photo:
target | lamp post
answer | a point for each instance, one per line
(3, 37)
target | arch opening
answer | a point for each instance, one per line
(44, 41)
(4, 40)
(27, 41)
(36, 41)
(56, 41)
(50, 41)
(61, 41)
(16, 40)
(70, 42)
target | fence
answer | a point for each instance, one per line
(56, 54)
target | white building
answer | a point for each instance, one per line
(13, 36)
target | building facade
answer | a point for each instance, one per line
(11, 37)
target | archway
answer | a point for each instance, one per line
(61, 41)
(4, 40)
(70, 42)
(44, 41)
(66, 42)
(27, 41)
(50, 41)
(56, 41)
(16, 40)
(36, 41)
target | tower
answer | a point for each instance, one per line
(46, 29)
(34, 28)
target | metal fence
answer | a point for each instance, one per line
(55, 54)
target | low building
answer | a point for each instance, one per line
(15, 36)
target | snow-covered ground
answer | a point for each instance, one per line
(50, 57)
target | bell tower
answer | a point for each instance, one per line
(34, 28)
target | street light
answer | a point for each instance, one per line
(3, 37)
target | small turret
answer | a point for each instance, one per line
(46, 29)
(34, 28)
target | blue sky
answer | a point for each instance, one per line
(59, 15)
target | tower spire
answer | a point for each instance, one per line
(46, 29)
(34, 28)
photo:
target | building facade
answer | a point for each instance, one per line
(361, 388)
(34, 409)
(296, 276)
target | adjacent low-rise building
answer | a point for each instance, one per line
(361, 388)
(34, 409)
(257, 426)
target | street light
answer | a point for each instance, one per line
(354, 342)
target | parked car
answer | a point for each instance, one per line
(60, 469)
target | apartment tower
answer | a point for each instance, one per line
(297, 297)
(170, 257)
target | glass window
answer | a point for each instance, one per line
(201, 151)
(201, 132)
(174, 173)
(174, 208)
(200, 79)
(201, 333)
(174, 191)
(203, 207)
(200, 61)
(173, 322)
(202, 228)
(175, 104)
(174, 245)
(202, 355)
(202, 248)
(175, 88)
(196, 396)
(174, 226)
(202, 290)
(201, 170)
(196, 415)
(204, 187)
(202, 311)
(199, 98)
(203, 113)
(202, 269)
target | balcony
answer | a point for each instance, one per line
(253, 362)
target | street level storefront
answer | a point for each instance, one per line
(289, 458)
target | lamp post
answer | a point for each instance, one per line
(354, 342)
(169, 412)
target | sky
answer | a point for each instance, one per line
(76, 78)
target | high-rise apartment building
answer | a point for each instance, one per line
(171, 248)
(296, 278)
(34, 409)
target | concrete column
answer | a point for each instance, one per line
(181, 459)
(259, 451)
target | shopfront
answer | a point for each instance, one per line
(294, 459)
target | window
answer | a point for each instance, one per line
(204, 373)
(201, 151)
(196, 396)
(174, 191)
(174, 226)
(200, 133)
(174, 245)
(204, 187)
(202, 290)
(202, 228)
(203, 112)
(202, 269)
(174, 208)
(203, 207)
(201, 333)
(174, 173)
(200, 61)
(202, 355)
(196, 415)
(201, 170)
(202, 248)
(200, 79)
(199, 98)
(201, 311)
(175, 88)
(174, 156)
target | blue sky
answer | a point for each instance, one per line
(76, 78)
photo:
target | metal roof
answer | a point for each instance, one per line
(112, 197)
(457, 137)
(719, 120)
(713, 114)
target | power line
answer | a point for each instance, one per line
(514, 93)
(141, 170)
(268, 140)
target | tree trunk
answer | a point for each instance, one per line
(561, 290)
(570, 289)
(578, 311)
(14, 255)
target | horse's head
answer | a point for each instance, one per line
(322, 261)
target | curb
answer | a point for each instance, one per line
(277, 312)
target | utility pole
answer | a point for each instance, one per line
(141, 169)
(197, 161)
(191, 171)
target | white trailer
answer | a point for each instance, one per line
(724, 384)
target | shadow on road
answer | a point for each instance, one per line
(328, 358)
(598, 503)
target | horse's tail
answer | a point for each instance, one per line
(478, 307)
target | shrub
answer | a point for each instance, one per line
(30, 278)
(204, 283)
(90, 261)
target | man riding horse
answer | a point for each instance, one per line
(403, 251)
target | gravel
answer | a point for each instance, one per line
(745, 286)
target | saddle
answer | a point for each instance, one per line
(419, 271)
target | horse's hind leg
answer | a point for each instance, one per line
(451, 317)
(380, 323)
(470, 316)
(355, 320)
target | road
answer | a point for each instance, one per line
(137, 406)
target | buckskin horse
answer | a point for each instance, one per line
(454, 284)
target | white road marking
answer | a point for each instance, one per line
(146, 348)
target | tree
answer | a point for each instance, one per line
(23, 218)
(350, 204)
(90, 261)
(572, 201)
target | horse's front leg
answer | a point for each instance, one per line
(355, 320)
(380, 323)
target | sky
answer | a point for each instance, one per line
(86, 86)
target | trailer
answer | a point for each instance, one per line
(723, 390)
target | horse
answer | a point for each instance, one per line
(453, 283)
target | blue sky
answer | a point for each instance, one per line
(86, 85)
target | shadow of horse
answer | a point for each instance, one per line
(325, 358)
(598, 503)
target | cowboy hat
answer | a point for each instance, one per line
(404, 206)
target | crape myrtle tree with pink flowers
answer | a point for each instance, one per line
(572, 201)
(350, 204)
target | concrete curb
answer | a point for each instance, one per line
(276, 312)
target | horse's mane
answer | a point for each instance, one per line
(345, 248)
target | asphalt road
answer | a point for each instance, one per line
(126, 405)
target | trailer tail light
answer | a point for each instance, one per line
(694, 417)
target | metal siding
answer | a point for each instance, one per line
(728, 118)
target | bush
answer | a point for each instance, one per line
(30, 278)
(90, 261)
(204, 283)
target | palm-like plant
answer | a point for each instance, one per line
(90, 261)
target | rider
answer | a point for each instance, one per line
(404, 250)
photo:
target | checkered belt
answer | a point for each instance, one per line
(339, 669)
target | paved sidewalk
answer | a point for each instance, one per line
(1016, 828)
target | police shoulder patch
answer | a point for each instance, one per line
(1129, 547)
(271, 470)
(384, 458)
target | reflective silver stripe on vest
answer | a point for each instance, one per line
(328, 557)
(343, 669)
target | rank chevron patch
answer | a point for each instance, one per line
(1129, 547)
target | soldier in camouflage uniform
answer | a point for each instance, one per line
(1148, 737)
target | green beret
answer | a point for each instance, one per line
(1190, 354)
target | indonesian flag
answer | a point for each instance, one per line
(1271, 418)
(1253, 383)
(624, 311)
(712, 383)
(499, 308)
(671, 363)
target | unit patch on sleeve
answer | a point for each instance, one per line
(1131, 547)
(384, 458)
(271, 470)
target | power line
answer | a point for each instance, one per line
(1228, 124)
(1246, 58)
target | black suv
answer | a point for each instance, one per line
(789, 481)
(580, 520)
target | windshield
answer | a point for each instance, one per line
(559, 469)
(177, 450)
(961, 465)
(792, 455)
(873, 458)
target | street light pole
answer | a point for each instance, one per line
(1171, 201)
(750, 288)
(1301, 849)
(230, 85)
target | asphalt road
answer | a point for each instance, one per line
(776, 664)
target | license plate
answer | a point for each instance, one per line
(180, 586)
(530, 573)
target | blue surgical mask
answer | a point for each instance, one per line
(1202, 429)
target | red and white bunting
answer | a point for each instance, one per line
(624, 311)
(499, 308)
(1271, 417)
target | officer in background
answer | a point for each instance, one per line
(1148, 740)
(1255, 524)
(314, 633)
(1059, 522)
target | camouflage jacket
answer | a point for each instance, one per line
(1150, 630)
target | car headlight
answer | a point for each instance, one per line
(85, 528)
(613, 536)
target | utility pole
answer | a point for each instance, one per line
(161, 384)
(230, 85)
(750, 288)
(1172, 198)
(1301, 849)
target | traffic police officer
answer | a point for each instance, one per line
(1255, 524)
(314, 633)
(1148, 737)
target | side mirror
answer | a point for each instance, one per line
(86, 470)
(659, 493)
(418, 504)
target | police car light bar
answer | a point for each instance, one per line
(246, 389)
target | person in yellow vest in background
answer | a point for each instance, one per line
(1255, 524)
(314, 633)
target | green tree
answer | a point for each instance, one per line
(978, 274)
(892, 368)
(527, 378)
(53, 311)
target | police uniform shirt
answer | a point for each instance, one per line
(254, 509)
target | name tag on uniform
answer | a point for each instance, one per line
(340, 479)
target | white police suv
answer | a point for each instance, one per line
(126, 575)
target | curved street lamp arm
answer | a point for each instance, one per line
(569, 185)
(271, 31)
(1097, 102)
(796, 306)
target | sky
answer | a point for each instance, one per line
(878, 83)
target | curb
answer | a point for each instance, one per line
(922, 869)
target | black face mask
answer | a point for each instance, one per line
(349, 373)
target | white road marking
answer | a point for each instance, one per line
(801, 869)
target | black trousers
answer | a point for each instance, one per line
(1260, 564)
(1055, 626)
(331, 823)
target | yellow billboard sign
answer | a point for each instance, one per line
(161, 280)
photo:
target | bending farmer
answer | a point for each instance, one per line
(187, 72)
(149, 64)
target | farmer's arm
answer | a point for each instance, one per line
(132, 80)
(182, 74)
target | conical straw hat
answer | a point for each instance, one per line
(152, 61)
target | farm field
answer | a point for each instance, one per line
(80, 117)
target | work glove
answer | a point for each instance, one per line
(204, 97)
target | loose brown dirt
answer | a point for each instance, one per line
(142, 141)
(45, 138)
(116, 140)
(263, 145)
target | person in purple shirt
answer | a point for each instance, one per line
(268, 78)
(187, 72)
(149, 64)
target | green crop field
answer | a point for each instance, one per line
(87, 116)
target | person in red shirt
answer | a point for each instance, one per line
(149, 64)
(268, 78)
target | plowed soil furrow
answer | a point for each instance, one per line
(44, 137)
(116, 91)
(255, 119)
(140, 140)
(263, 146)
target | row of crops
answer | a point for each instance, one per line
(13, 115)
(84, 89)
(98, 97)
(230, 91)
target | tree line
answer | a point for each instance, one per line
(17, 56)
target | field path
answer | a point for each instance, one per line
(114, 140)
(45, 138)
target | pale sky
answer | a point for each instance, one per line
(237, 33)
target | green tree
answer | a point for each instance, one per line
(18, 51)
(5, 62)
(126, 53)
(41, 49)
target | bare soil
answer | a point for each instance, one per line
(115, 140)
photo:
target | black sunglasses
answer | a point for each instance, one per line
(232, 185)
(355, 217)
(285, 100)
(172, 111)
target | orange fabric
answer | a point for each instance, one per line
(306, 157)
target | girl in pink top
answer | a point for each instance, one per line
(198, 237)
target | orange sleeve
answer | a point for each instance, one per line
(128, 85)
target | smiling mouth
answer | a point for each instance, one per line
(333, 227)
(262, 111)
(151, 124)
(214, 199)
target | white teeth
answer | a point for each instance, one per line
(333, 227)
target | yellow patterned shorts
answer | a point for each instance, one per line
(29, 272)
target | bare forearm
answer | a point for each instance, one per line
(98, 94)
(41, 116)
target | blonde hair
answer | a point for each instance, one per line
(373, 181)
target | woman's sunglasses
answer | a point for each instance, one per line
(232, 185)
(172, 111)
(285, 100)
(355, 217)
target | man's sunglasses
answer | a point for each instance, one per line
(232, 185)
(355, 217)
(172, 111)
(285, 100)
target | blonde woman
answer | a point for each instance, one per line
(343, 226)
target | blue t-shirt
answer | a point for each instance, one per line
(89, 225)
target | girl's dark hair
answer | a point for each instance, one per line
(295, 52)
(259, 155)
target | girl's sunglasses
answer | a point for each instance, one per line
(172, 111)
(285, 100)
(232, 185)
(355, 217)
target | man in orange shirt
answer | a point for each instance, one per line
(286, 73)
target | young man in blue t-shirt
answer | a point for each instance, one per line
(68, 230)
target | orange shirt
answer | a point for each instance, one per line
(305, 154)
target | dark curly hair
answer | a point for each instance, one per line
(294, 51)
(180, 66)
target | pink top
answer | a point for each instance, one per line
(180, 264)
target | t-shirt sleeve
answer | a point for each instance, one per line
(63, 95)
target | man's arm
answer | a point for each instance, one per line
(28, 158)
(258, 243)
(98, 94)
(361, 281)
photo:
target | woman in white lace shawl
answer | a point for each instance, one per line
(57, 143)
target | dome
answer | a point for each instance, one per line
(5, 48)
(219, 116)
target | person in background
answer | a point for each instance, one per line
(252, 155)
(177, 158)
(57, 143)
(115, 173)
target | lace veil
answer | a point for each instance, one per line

• **YOUR TASK**
The lines to reproduce run from the one that contains "target | man in orange shirt" through the last line above; copy them exactly.

• **TASK RESPONSE**
target | man in orange shirt
answer | a point for each instance, one per line
(286, 73)
target | young man in blue t-shirt
answer | a point for each instance, one per line
(68, 230)
target | orange shirt
answer | a point for each instance, one per line
(305, 154)
target | dark curly hair
answer | a point for each instance, one per line
(294, 51)
(180, 66)
target | pink top
answer | a point for each instance, one per line
(180, 264)
target | t-shirt sleeve
answer | a point for each instance, one per line
(63, 95)
target | man's arm
answer | a point for each instance, one per line
(28, 158)
(258, 243)
(98, 94)
(361, 281)
photo:
target | woman in white lace shawl
answer | a point for each instance, one per line
(57, 143)
target | dome
answer | a point for each instance, one per line
(5, 48)
(219, 116)
target | person in background
answer | a point for each instance, one per line
(252, 155)
(177, 158)
(57, 143)
(115, 173)
target | lace veil
answer | a point for each instance, one per line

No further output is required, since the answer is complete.